Entries from a point annotation set
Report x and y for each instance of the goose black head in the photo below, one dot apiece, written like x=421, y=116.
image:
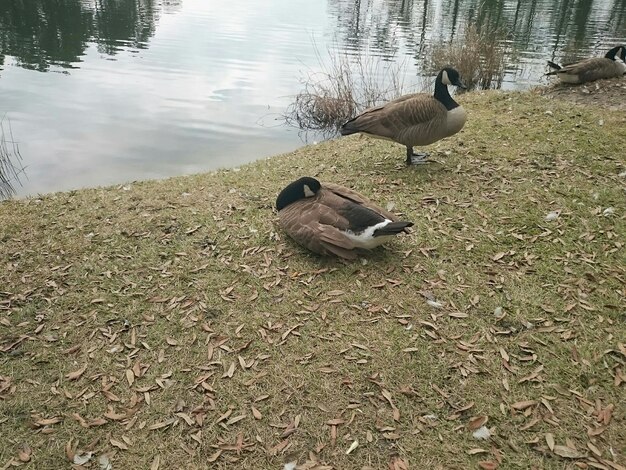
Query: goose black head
x=450, y=76
x=299, y=189
x=617, y=51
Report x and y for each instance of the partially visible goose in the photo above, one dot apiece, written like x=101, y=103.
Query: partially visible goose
x=331, y=219
x=416, y=119
x=589, y=70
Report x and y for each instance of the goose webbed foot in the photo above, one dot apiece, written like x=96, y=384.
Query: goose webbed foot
x=413, y=158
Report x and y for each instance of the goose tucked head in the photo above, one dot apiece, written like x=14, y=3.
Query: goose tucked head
x=299, y=189
x=450, y=76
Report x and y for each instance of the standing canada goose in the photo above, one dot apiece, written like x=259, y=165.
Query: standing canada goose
x=416, y=119
x=334, y=220
x=589, y=70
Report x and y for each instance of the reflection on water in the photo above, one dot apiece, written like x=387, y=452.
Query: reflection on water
x=156, y=88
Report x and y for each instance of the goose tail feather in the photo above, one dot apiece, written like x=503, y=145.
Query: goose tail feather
x=553, y=65
x=392, y=228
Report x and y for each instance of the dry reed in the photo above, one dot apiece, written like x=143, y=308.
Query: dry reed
x=10, y=162
x=478, y=56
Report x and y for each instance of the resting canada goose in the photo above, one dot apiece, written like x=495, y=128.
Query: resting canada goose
x=589, y=70
x=334, y=220
x=416, y=119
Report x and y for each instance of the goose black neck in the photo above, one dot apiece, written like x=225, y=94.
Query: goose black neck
x=611, y=54
x=442, y=94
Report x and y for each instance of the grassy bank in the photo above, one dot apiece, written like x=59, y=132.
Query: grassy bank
x=169, y=324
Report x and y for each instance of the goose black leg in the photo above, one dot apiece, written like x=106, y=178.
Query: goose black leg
x=413, y=158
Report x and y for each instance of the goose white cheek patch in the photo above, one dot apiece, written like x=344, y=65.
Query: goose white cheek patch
x=445, y=79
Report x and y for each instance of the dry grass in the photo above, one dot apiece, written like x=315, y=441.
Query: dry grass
x=170, y=325
x=344, y=85
x=478, y=56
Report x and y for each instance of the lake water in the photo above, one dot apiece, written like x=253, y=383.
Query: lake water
x=108, y=91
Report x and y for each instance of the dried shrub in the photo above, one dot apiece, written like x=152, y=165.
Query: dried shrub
x=478, y=56
x=346, y=84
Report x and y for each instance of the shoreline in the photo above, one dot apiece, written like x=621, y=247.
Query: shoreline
x=174, y=322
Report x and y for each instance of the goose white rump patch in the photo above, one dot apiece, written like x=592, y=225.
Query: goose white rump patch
x=366, y=238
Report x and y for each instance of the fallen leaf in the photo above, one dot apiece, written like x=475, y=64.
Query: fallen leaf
x=476, y=422
x=522, y=405
x=482, y=433
x=77, y=373
x=82, y=459
x=567, y=452
x=118, y=444
x=488, y=464
x=104, y=462
x=24, y=453
x=353, y=446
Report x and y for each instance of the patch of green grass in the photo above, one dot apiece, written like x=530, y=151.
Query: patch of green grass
x=208, y=339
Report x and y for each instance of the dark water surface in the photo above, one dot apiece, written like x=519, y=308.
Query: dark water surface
x=108, y=91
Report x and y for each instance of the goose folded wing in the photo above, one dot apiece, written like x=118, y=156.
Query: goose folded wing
x=357, y=198
x=312, y=227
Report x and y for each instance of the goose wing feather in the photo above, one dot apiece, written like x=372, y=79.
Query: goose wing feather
x=592, y=69
x=410, y=120
x=312, y=225
x=347, y=193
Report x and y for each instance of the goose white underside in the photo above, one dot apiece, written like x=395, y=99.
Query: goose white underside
x=366, y=238
x=568, y=78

## EXERCISE AIM
Can you rewrite everything from the start of the listing down to the line containing "x=617, y=51", replacing "goose black head" with "goose dark head" and leaving everything else unchanged? Leave the picture out of your answer.

## ANSWER TO THE PROBLEM
Report x and y for each instance of the goose dark head in the photo below, one dot apiece, written like x=421, y=116.
image:
Query: goose dark head
x=450, y=76
x=299, y=189
x=617, y=51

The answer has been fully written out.